*Seçilen Metin*:
22 Ekim 2015

,

Kepenek


Bir örgüt şefi, “afiş yapmak salaklık, artık Twitter var” diyorsa, solun bir damarı kopmuştur. Ve Mao’nun “bu revizyonistler, sebeple sonucu birbirine karıştırıyorlar” sözü doğru ise şunu söylemek mümkündür: “Sebep ve sonucun yeri revizyonizm için değiştirilmektedir.”

Doksanlar “gidin türkülerinizi köyünüzde söyleyin” diyen Cem Özer’se, iki binler “benim oyum çobanın oyuyla bir olamaz” diyen Aysun Kayacı’dır.

*Verilen Malzeme*:
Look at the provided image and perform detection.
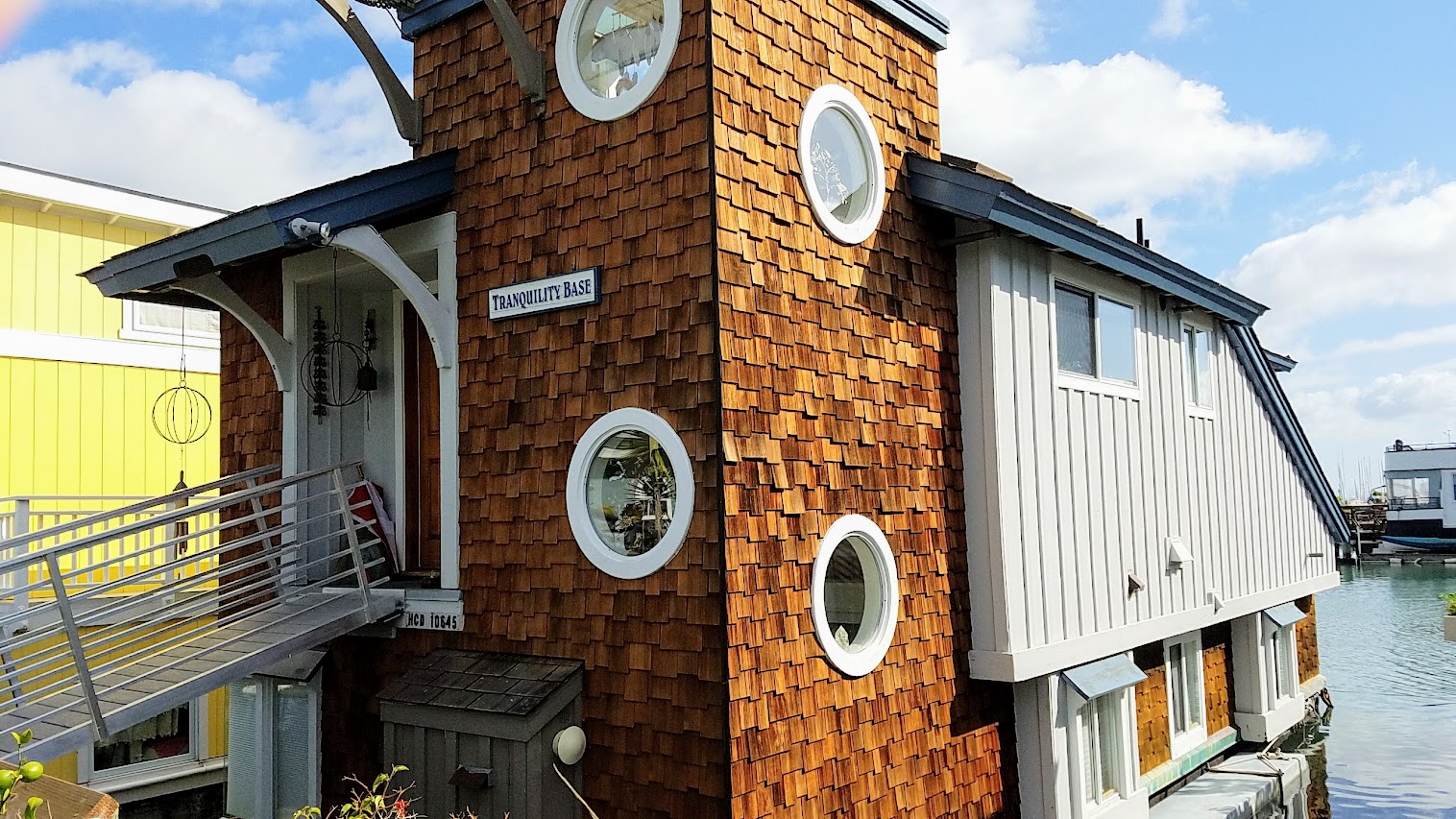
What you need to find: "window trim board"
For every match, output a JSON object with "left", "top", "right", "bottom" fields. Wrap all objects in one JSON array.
[{"left": 1047, "top": 266, "right": 1148, "bottom": 400}]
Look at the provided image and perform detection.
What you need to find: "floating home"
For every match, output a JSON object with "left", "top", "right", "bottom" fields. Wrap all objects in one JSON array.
[
  {"left": 1382, "top": 441, "right": 1456, "bottom": 551},
  {"left": 0, "top": 0, "right": 1347, "bottom": 819}
]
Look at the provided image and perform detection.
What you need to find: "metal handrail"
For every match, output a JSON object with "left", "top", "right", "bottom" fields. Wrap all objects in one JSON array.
[
  {"left": 0, "top": 461, "right": 345, "bottom": 573},
  {"left": 1385, "top": 441, "right": 1456, "bottom": 452},
  {"left": 0, "top": 464, "right": 278, "bottom": 551},
  {"left": 1386, "top": 494, "right": 1442, "bottom": 511},
  {"left": 0, "top": 461, "right": 387, "bottom": 739}
]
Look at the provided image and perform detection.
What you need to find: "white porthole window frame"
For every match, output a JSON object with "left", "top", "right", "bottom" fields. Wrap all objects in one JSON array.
[
  {"left": 567, "top": 407, "right": 694, "bottom": 581},
  {"left": 810, "top": 515, "right": 900, "bottom": 677},
  {"left": 799, "top": 84, "right": 886, "bottom": 245},
  {"left": 556, "top": 0, "right": 683, "bottom": 122}
]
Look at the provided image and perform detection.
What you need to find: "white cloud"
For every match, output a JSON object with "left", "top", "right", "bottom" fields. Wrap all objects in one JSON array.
[
  {"left": 1229, "top": 181, "right": 1456, "bottom": 347},
  {"left": 1355, "top": 361, "right": 1456, "bottom": 421},
  {"left": 0, "top": 42, "right": 411, "bottom": 208},
  {"left": 940, "top": 54, "right": 1326, "bottom": 215},
  {"left": 1334, "top": 325, "right": 1456, "bottom": 356},
  {"left": 227, "top": 51, "right": 279, "bottom": 83},
  {"left": 1148, "top": 0, "right": 1202, "bottom": 39},
  {"left": 939, "top": 0, "right": 1041, "bottom": 60}
]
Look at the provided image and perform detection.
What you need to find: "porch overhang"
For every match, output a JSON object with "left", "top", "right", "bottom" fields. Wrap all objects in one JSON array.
[
  {"left": 82, "top": 150, "right": 456, "bottom": 304},
  {"left": 906, "top": 156, "right": 1267, "bottom": 325}
]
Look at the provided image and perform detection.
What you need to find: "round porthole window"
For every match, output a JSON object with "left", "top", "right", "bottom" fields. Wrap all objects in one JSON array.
[
  {"left": 567, "top": 409, "right": 693, "bottom": 579},
  {"left": 799, "top": 85, "right": 886, "bottom": 245},
  {"left": 556, "top": 0, "right": 683, "bottom": 121},
  {"left": 811, "top": 515, "right": 900, "bottom": 677}
]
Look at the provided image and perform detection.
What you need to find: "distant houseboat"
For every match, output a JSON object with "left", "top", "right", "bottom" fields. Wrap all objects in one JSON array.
[{"left": 1385, "top": 441, "right": 1456, "bottom": 550}]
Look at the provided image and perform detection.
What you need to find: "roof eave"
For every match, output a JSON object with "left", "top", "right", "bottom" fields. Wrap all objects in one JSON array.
[
  {"left": 909, "top": 156, "right": 1267, "bottom": 325},
  {"left": 83, "top": 150, "right": 456, "bottom": 296}
]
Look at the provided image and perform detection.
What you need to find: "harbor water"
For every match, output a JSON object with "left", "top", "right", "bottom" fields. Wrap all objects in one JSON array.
[{"left": 1310, "top": 563, "right": 1456, "bottom": 819}]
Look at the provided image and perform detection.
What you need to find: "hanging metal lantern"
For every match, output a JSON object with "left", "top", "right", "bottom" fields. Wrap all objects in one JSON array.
[
  {"left": 152, "top": 373, "right": 212, "bottom": 444},
  {"left": 299, "top": 307, "right": 369, "bottom": 423}
]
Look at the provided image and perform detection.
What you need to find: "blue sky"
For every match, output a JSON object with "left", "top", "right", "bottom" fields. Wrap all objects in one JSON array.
[{"left": 0, "top": 0, "right": 1456, "bottom": 494}]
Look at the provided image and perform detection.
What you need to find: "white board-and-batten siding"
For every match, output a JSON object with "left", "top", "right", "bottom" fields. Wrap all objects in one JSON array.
[{"left": 957, "top": 238, "right": 1334, "bottom": 677}]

*Ne İsteniyor*:
Seçilen metindeki şu cümleyi İngilizceye çevirin: "Doksanlar “gidin türkülerinizi köyünüzde söyleyin” diyen Cem Özer’se, iki binler “benim oyum çobanın oyuyla bir olamaz” diyen Aysun Kayacı’dır."

*Alıştırmanın Sonucu*:
If the nineties were Cem Özer saying "go sing your folk songs in your village," the two-thousands are Aysun Kayacı saying "my vote cannot be equal to a shepherd's vote."